* [Direction] List each line in the records below that contains the string "branch".

# # #

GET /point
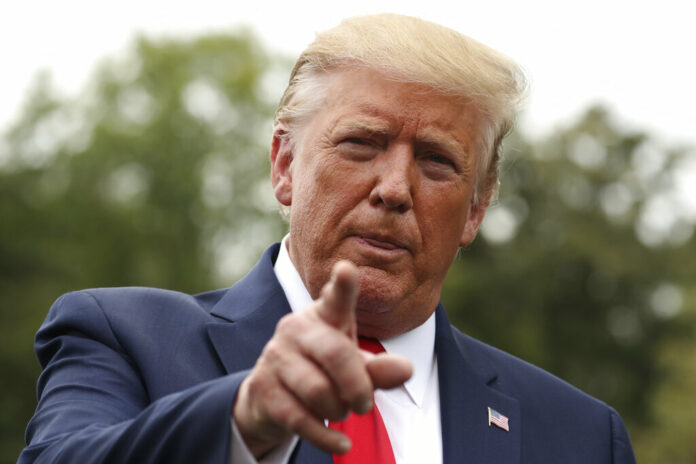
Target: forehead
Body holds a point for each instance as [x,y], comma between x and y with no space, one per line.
[367,99]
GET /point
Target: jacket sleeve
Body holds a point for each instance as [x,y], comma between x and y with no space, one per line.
[94,407]
[622,451]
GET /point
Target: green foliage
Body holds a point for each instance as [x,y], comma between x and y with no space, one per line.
[152,177]
[158,175]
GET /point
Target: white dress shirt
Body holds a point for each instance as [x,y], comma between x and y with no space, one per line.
[411,412]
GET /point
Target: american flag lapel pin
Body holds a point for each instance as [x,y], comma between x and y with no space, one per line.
[497,419]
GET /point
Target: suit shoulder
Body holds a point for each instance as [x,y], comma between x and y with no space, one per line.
[108,298]
[523,379]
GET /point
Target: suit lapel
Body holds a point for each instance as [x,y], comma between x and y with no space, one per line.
[465,379]
[248,314]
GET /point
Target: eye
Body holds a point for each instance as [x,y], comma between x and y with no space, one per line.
[439,159]
[356,141]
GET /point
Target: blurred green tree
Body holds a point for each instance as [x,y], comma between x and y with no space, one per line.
[581,267]
[158,175]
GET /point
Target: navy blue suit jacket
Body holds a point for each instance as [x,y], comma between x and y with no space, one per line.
[145,375]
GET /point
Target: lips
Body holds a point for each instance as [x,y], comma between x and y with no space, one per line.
[383,242]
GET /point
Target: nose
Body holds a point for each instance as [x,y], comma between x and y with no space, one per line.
[394,184]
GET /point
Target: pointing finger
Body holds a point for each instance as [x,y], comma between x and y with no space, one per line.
[339,297]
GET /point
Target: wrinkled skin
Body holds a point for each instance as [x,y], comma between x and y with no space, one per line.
[380,184]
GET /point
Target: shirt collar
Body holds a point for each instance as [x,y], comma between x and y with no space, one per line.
[416,345]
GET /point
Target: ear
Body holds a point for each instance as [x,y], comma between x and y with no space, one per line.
[281,162]
[473,222]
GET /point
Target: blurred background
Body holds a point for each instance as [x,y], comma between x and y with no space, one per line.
[133,151]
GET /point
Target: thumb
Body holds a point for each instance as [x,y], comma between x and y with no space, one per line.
[336,306]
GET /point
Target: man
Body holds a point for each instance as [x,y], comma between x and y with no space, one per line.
[384,155]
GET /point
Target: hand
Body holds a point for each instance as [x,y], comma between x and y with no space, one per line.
[311,370]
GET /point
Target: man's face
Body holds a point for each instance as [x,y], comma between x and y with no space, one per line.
[382,175]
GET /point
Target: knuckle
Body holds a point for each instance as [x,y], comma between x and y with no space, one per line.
[318,389]
[289,324]
[273,352]
[337,354]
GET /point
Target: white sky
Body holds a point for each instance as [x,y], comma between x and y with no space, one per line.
[636,57]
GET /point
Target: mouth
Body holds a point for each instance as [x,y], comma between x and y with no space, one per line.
[382,242]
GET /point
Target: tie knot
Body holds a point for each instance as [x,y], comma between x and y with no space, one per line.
[370,344]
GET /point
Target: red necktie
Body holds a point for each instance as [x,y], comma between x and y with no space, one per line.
[371,443]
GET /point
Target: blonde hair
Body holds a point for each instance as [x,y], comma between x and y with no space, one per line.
[412,50]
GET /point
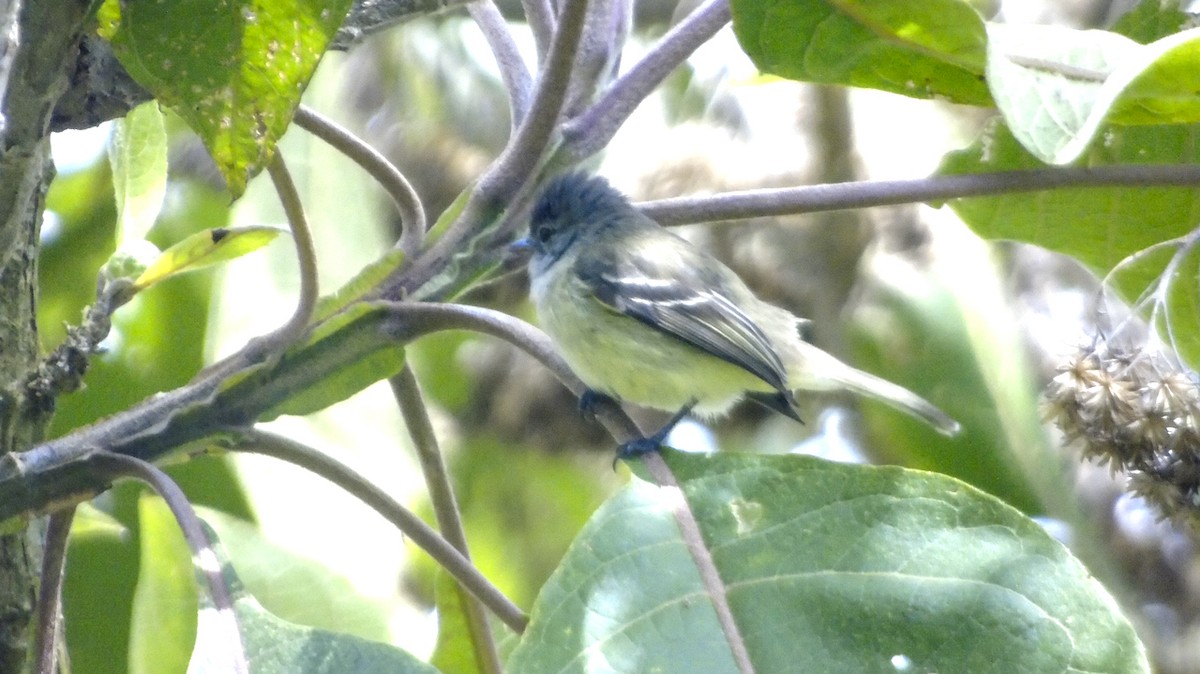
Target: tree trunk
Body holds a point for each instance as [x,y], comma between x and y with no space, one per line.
[39,49]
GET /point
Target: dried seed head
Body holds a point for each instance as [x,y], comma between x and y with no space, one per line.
[1135,411]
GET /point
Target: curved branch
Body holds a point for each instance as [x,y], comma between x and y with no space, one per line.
[408,203]
[540,18]
[793,200]
[423,318]
[112,467]
[445,509]
[306,254]
[49,597]
[508,58]
[508,179]
[455,563]
[591,131]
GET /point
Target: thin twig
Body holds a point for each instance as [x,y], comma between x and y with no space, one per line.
[112,467]
[508,58]
[424,318]
[408,203]
[792,200]
[598,54]
[711,578]
[286,449]
[445,509]
[49,599]
[306,254]
[540,17]
[591,131]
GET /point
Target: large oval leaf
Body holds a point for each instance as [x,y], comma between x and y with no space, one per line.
[234,70]
[921,48]
[827,567]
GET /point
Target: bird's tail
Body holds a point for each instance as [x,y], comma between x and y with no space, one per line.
[825,372]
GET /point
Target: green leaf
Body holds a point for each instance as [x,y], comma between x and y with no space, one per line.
[207,248]
[234,70]
[1099,227]
[297,588]
[165,605]
[1152,19]
[919,48]
[101,575]
[455,650]
[358,287]
[340,357]
[827,567]
[1057,86]
[1048,82]
[274,645]
[138,156]
[942,328]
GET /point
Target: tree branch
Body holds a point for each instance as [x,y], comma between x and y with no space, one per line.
[408,202]
[591,131]
[792,200]
[455,563]
[508,58]
[445,507]
[112,467]
[508,179]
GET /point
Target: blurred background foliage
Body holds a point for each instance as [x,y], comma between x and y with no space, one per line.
[907,293]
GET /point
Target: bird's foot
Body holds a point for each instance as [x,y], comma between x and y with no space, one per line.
[588,402]
[640,446]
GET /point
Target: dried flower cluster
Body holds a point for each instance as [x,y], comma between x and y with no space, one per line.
[1139,413]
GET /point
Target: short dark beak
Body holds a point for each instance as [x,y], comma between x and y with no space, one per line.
[517,253]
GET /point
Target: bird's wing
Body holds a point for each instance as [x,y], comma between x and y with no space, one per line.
[687,306]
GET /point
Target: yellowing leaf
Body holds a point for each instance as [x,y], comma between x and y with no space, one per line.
[138,156]
[205,248]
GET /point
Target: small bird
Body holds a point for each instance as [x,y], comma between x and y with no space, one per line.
[643,316]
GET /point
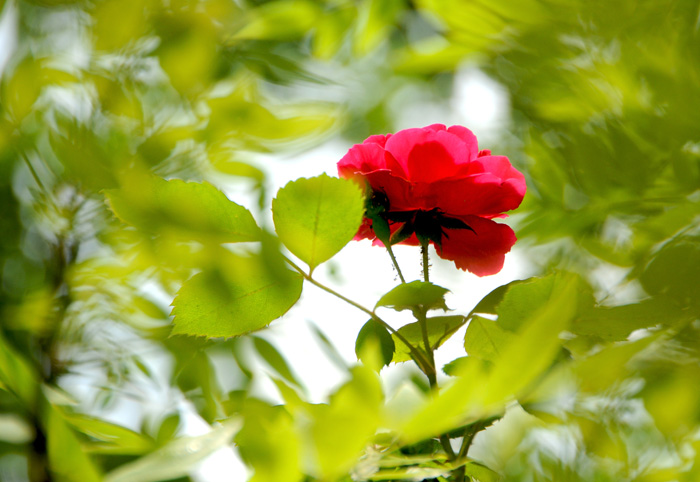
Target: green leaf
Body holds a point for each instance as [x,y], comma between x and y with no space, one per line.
[342,429]
[480,472]
[111,438]
[316,217]
[269,443]
[276,361]
[618,322]
[177,458]
[280,20]
[374,345]
[674,272]
[17,374]
[490,302]
[408,296]
[600,370]
[485,339]
[479,392]
[67,460]
[184,210]
[238,296]
[523,298]
[440,329]
[460,365]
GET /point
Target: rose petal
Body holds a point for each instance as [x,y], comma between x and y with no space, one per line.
[482,252]
[468,137]
[494,186]
[377,139]
[365,158]
[428,154]
[398,190]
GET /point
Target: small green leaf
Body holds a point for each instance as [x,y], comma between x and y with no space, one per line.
[167,428]
[374,341]
[485,339]
[459,365]
[67,459]
[600,370]
[481,391]
[184,210]
[316,217]
[276,361]
[674,272]
[342,429]
[440,329]
[490,302]
[17,374]
[523,298]
[269,442]
[236,297]
[408,296]
[481,473]
[112,438]
[617,322]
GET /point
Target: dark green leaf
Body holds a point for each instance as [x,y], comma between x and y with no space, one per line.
[618,322]
[185,210]
[674,272]
[236,297]
[374,345]
[524,298]
[408,296]
[440,329]
[276,361]
[316,217]
[485,339]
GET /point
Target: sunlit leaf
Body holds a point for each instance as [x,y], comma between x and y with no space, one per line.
[477,393]
[67,460]
[407,296]
[341,430]
[111,438]
[486,339]
[17,374]
[280,19]
[185,210]
[269,443]
[238,296]
[276,361]
[522,298]
[618,322]
[316,217]
[374,345]
[673,272]
[176,459]
[440,329]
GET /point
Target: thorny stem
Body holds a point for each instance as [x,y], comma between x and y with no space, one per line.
[419,358]
[426,261]
[396,264]
[421,314]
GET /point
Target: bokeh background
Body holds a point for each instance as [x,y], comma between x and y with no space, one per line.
[598,103]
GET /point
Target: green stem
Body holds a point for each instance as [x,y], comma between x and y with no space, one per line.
[426,261]
[396,264]
[420,360]
[432,374]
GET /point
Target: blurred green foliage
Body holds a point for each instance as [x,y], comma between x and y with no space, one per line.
[109,105]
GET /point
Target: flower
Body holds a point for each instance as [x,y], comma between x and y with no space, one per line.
[432,184]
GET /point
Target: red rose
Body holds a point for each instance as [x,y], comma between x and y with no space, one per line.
[438,185]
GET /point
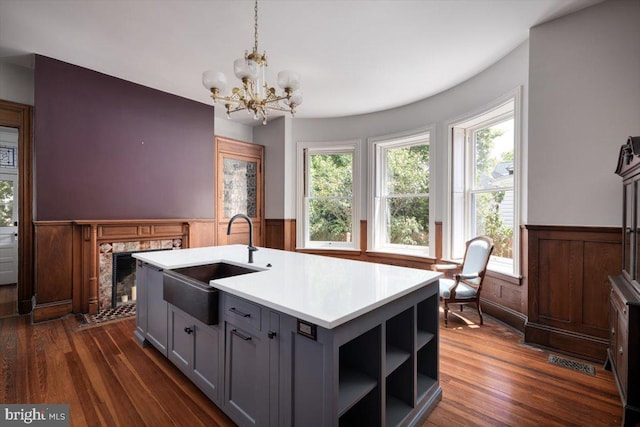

# # #

* [Problem solution]
Target: curved branch
Target: tree branch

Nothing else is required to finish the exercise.